▶ [Problem statement]: Nothing but the entries, copied exactly, should appear in the response.

___ Data to examine ___

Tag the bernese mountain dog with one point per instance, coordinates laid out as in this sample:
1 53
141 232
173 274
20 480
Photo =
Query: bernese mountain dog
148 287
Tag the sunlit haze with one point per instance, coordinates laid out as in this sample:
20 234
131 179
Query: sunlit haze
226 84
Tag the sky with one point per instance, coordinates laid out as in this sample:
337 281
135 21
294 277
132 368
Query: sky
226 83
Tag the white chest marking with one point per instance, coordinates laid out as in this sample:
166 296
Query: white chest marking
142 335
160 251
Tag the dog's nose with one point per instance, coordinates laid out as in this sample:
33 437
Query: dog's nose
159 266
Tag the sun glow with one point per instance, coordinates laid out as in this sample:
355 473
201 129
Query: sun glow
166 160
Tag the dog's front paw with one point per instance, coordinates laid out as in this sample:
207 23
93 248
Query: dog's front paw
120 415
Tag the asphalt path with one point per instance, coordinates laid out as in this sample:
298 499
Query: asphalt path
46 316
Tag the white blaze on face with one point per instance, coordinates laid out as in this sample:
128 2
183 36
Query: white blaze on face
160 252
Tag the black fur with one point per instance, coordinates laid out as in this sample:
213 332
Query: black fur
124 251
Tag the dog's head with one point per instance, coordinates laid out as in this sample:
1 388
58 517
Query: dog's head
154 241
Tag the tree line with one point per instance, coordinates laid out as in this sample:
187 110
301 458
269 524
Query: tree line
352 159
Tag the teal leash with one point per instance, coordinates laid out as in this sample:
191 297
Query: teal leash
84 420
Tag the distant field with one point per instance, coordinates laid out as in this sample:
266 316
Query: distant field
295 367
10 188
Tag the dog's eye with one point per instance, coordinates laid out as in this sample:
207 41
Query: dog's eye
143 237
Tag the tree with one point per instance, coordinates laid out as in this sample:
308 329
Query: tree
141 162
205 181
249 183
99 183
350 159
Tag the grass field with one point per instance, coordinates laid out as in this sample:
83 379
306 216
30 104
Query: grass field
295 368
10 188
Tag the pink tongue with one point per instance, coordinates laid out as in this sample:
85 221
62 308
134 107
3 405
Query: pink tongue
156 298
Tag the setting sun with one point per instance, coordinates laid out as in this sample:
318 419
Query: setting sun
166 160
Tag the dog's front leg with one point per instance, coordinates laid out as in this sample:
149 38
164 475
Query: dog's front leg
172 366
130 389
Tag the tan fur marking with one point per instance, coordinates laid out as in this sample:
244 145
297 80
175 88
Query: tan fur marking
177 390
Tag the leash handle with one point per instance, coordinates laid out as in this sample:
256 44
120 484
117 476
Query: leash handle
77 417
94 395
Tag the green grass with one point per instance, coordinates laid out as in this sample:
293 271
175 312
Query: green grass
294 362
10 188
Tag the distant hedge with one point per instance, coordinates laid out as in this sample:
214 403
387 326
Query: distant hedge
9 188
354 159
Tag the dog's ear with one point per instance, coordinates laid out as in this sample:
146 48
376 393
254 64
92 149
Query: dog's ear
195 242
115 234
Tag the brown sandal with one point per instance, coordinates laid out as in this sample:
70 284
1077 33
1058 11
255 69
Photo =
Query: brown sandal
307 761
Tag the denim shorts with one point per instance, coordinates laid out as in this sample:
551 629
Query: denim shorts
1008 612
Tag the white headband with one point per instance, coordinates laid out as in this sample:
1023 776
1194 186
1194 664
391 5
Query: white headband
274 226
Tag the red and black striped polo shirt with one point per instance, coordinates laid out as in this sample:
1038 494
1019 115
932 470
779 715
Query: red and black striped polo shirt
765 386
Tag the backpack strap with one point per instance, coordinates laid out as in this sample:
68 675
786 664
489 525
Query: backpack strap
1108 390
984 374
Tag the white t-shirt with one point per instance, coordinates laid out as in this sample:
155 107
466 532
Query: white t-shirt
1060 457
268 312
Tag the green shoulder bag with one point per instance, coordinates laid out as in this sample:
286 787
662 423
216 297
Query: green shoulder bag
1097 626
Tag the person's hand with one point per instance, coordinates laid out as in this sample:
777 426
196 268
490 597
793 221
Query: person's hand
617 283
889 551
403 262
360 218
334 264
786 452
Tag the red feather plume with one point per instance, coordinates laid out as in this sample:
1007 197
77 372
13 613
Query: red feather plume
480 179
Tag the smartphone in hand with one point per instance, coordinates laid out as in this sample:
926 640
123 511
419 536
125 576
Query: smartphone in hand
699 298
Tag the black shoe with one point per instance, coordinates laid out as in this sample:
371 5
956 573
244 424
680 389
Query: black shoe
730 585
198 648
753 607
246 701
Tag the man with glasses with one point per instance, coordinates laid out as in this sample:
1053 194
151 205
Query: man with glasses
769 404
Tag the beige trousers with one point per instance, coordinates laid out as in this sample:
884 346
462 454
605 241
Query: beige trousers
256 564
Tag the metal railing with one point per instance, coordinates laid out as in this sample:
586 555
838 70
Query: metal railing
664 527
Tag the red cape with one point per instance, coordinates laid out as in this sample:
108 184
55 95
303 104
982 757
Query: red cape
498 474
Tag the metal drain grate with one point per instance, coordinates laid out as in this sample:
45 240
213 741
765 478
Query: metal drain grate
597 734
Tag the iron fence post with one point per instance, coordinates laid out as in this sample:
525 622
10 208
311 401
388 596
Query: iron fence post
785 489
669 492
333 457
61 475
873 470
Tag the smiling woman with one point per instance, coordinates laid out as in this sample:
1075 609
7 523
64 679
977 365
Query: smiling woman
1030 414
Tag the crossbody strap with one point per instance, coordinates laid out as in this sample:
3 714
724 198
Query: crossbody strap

___

▶ [Output of the exercise]:
Tag the bernese mountain dog with one point per instance, coordinates laid out as in this sample:
1 53
141 232
173 274
20 480
Photo =
Query: bernese mountain dog
148 287
Tag the sunlit haze with one point per instance, coordinates laid out as in this sample:
20 234
131 179
Query: sunlit haze
226 84
Tag the sky with one point per instance, coordinates laid out as in this sample:
337 281
135 21
294 277
132 368
Query: sky
226 83
Tag the white chest marking with one point per instance, coordinates laid out as in this sample:
166 296
Query: white chest marking
142 335
160 251
Tag the dog's nose with one point per instance, coordinates laid out as in this sample:
33 437
Query: dog's nose
159 266
Tag the sun glow with one point per instance, coordinates laid out as in this sample:
355 473
201 129
Query: sun glow
166 160
Tag the dog's front paw with one point per instance, coordinates laid out as in this sample:
207 23
93 248
Query: dog's front paw
120 415
Tag the asphalt path with one point per instance, coordinates laid out as in this sample:
298 499
Query: asphalt path
46 316
Tag the white blaze on face with one point per instance, coordinates laid out as in this sample:
128 2
183 36
Query: white blaze on face
160 252
Tag the black fur with one point per instance, coordinates laid out as in this sample:
213 332
Query: black fur
124 251
Tag the dog's head with one point per instance, coordinates laid out as in this sample:
1 388
58 517
Query: dog's head
154 241
Tag the tree line with one point per instance, coordinates laid out as in this sample:
187 110
301 458
269 524
Query: tree line
352 159
Tag the teal leash with one point per instance, coordinates laid out as in this sample:
191 297
Query: teal leash
84 420
Tag the distant field with one point per instance, coordinates laid out as in this sample:
266 316
Query: distant field
295 367
10 188
Tag the dog's eye with one point per instance, coordinates laid out as in this sample:
207 41
Query: dog's eye
143 237
Tag the tree with one point per instance, coordinates laid out as in this sample:
308 329
Query: tree
141 162
205 181
249 183
99 183
350 159
Tag the grass field with one point per instance, coordinates laid out as in this sample:
83 379
306 216
30 104
Query: grass field
295 368
10 188
Tag the pink tongue with one point per instance, coordinates laid out as in this sample:
85 221
62 308
134 107
3 405
Query: pink tongue
156 298
Tag the setting sun with one point per instance, coordinates laid out as in this sample:
318 419
Query: setting sun
166 160
Tag the dog's front leg with one point per instance, coordinates laid out as in this sample:
149 38
164 475
Query: dog's front leg
172 366
130 389
Tag the tan fur marking with one point per instance, coordinates laid out as in this sample:
244 145
297 80
175 88
Query: tan fur marking
177 390
Tag the leash handle with one point per instance, coordinates laid out as in this sample:
256 44
120 484
117 476
Query: leash handle
77 417
94 395
Tag the green grass with one point per instance, coordinates laid out as in this sample:
293 271
175 312
Query: green grass
294 362
10 188
Tag the distant hedge with one point per instance, coordinates laid out as in this sample:
214 403
387 326
Query: distant hedge
9 188
354 159
Tag the dog's ear with one point per instance, coordinates laid out as in this sample:
146 48
376 393
254 64
92 149
Query: dog's ear
195 242
115 234
Tag the brown sandal with one point per instance, coordinates laid out as in this sample:
70 284
1077 33
1058 11
255 69
Photo =
Query: brown sandal
307 761
Tag the denim shorts with one point per instance, coordinates laid out as in this sample:
551 629
Query: denim shorts
1008 612
Tag the white headband with one point per instance, coordinates laid out as in this sample:
1023 776
1194 186
1194 664
391 5
Query: white headband
274 226
Tag the red and black striped polo shirt with one point per instance, coordinates laid out as in this sample:
1038 494
1019 115
932 470
779 715
Query: red and black striped polo shirt
765 386
Tag the backpack strap with one point per instance, coordinates laid out as in this sample:
68 675
786 664
489 525
Query: backpack strap
1108 390
984 374
Tag the white t-shirt with one point per instance, coordinates laid out as in this sample:
155 107
466 532
Query: white t-shirt
1060 457
268 312
Tag the green shoulder bag with one point per instance, coordinates laid out as in this sample:
286 787
662 423
216 297
Query: green shoulder bag
1097 626
Tag the person's hand with one point per instance, coordinates laid out as in this sample:
777 426
196 268
490 597
793 221
Query: person's hand
617 283
889 551
403 262
360 218
334 264
786 452
Tag the red feather plume with one point per instance, coordinates laid out as in this sample:
1007 197
77 372
13 613
Query: red feather plume
480 179
Tag the smartphone in hand with one point per instance, coordinates laid out as in this sample:
926 640
123 511
419 536
125 576
Query: smartphone in hand
699 298
Tag the black shoe with one point per instance, coordinates laid out as in this sample:
371 5
956 573
244 424
680 389
Query: black shoe
730 585
198 648
753 607
246 701
Tag the man with glasses with one point per instance, coordinates laid out as in this sample:
1053 194
151 205
Query: man with glasses
769 404
Tag the beige trousers with one point per instance, coordinates laid out as in this sample:
884 346
462 454
605 241
Query: beige trousers
256 564
Tag the metal railing with one point per instance, coordinates laid out as in this sample:
586 555
838 70
Query: metal railing
664 527
Tag the red cape with one point per instance, coordinates laid out as in this sample:
108 184
55 95
303 104
982 757
Query: red cape
498 474
Tag the metal drain grate with one point per instance, coordinates laid out as in this sample:
45 240
213 741
765 478
Query: metal drain grate
597 734
Tag the iron fence post with one point per instance, coordinates laid out as in this sample:
525 622
10 208
311 401
388 596
Query: iron fence post
785 489
669 492
333 457
61 475
873 470
Tag the smiling woman with one point per instance, coordinates laid out as in this sample:
1075 609
7 523
64 679
977 365
Query: smiling woman
1030 414
Tag the crossbody strap with one point per instance, coordinates laid out as in this sample:
3 714
724 198
Query: crossbody strap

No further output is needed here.